YOUR INSTRUCTIONS —
Go to the line containing "Review step: verify that every instance of the statue" below; retype it and all following lines exactly, and leave out the pictures.

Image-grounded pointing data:
┄┄┄┄┄┄┄┄┄┄
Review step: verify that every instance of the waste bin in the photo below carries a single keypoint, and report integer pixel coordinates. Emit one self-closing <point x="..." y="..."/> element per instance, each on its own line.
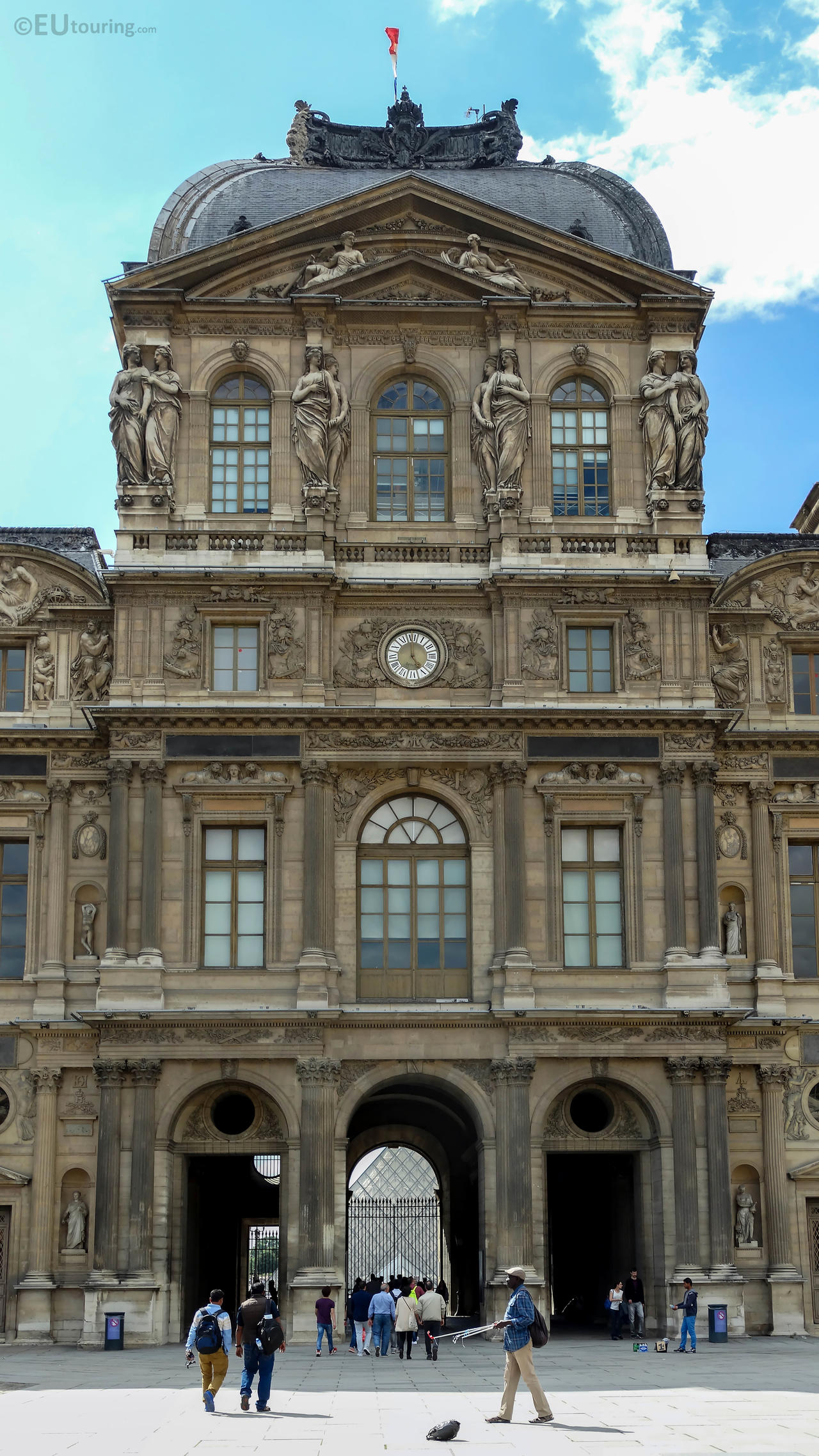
<point x="114" y="1331"/>
<point x="717" y="1324"/>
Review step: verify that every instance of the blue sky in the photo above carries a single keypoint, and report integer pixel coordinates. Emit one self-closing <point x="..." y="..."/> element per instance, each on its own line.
<point x="710" y="108"/>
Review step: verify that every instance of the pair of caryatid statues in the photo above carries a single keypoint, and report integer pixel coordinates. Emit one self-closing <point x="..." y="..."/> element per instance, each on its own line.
<point x="145" y="421"/>
<point x="675" y="423"/>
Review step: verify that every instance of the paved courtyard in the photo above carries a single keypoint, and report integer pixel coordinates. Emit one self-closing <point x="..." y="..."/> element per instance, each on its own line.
<point x="745" y="1398"/>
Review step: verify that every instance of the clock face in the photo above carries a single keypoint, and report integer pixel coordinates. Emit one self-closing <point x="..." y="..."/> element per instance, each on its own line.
<point x="411" y="657"/>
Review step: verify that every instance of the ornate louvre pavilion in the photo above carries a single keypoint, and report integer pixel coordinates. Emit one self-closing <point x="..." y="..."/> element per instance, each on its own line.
<point x="418" y="777"/>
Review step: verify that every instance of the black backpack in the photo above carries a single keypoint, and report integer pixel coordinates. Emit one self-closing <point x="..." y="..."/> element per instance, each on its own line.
<point x="538" y="1330"/>
<point x="209" y="1336"/>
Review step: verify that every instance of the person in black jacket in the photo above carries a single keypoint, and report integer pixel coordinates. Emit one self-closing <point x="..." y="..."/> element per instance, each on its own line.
<point x="688" y="1318"/>
<point x="636" y="1304"/>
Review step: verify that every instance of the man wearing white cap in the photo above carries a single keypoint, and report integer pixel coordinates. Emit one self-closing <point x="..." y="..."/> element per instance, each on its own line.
<point x="518" y="1344"/>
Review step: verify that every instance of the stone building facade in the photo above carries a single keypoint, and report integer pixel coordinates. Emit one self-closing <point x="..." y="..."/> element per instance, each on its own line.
<point x="418" y="773"/>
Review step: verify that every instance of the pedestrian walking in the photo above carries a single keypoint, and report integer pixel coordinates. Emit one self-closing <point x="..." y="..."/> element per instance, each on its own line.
<point x="360" y="1306"/>
<point x="326" y="1321"/>
<point x="211" y="1334"/>
<point x="688" y="1306"/>
<point x="518" y="1344"/>
<point x="258" y="1337"/>
<point x="382" y="1314"/>
<point x="636" y="1302"/>
<point x="616" y="1310"/>
<point x="406" y="1322"/>
<point x="432" y="1310"/>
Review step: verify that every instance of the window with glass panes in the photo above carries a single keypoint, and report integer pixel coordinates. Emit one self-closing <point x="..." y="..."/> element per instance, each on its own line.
<point x="237" y="660"/>
<point x="13" y="908"/>
<point x="804" y="873"/>
<point x="12" y="679"/>
<point x="580" y="449"/>
<point x="239" y="447"/>
<point x="413" y="901"/>
<point x="234" y="896"/>
<point x="410" y="462"/>
<point x="805" y="670"/>
<point x="592" y="898"/>
<point x="589" y="660"/>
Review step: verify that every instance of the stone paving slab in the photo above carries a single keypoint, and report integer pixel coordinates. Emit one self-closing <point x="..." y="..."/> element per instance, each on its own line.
<point x="747" y="1398"/>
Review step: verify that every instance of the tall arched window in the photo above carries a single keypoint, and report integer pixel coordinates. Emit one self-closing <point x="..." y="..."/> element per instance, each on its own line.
<point x="580" y="449"/>
<point x="411" y="453"/>
<point x="413" y="901"/>
<point x="239" y="447"/>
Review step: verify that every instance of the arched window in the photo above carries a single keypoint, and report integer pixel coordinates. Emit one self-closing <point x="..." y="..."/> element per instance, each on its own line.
<point x="580" y="449"/>
<point x="239" y="447"/>
<point x="411" y="453"/>
<point x="413" y="901"/>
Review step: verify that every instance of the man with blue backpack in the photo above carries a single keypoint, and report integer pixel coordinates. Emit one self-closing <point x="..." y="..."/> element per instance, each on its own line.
<point x="212" y="1337"/>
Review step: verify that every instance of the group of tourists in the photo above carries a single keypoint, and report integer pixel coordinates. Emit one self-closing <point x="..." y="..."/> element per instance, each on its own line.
<point x="391" y="1314"/>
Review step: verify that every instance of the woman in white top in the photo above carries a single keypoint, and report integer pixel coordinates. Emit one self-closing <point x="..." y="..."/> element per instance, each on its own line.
<point x="616" y="1301"/>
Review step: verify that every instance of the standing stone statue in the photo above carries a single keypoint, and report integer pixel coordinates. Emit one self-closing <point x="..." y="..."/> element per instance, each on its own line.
<point x="656" y="420"/>
<point x="161" y="413"/>
<point x="315" y="404"/>
<point x="76" y="1222"/>
<point x="129" y="395"/>
<point x="743" y="1226"/>
<point x="732" y="922"/>
<point x="690" y="408"/>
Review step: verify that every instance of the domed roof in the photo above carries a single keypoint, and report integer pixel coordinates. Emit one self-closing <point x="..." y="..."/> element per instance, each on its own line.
<point x="571" y="197"/>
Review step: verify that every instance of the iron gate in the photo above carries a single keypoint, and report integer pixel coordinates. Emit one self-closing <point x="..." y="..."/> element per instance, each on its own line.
<point x="395" y="1237"/>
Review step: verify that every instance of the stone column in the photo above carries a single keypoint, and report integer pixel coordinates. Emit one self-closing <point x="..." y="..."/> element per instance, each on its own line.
<point x="145" y="1075"/>
<point x="681" y="1072"/>
<point x="512" y="1078"/>
<point x="704" y="777"/>
<point x="317" y="1184"/>
<point x="674" y="858"/>
<point x="107" y="1205"/>
<point x="118" y="781"/>
<point x="774" y="1079"/>
<point x="150" y="930"/>
<point x="720" y="1214"/>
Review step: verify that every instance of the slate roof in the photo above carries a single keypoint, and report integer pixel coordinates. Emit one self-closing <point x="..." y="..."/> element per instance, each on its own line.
<point x="77" y="544"/>
<point x="206" y="207"/>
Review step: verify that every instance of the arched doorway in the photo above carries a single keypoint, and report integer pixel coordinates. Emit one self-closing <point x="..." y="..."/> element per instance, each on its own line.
<point x="427" y="1117"/>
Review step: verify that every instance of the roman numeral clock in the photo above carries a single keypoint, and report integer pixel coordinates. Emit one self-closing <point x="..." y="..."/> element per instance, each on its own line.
<point x="411" y="656"/>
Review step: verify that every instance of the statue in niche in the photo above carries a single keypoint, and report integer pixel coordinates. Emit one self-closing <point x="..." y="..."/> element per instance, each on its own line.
<point x="690" y="408"/>
<point x="731" y="676"/>
<point x="43" y="670"/>
<point x="480" y="265"/>
<point x="76" y="1222"/>
<point x="483" y="433"/>
<point x="161" y="413"/>
<point x="656" y="421"/>
<point x="732" y="922"/>
<point x="743" y="1226"/>
<point x="86" y="931"/>
<point x="338" y="425"/>
<point x="800" y="593"/>
<point x="506" y="407"/>
<point x="92" y="666"/>
<point x="127" y="399"/>
<point x="315" y="404"/>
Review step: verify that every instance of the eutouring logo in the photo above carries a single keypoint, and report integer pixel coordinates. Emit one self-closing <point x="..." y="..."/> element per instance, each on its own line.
<point x="65" y="25"/>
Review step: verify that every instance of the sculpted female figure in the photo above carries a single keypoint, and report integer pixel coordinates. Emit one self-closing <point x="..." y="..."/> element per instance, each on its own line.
<point x="690" y="408"/>
<point x="659" y="440"/>
<point x="129" y="395"/>
<point x="483" y="431"/>
<point x="315" y="404"/>
<point x="506" y="405"/>
<point x="161" y="411"/>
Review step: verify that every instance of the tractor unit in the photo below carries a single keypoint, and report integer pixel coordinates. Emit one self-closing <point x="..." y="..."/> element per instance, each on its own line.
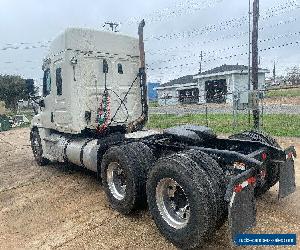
┄┄┄┄┄┄┄┄┄┄
OUTPUT OF THE TASK —
Review step: verify that every instance of the statue in niche in the photo above carries a single keypoint, and report integer pixel coordinates. Emit one self-closing <point x="..." y="..."/> element per instance, each on its own line.
<point x="690" y="408"/>
<point x="731" y="676"/>
<point x="43" y="670"/>
<point x="480" y="265"/>
<point x="76" y="1222"/>
<point x="483" y="433"/>
<point x="161" y="413"/>
<point x="656" y="421"/>
<point x="732" y="922"/>
<point x="743" y="1226"/>
<point x="86" y="931"/>
<point x="338" y="425"/>
<point x="800" y="593"/>
<point x="506" y="407"/>
<point x="92" y="666"/>
<point x="127" y="399"/>
<point x="315" y="404"/>
Review step: verify that every instance of the eutouring logo in the photo above carries a single keypoint, and report integer pixel coordinates. Emit one self-closing <point x="..." y="..."/> element per instance, each on its own line.
<point x="65" y="25"/>
Review step: verify that every instance of the sculpted female figure in the photo above carries a single keypoint, and report integer pixel coordinates. Emit one self-closing <point x="..." y="..."/> element per instance, each on its own line.
<point x="690" y="408"/>
<point x="659" y="440"/>
<point x="129" y="395"/>
<point x="483" y="431"/>
<point x="315" y="404"/>
<point x="506" y="405"/>
<point x="161" y="411"/>
Review step: verify that every instance of the tractor unit in the photo below carries a single keypoint, and report integer pixel coordinates. Emit one self-closing <point x="..." y="..."/> element per instance, each on its own line.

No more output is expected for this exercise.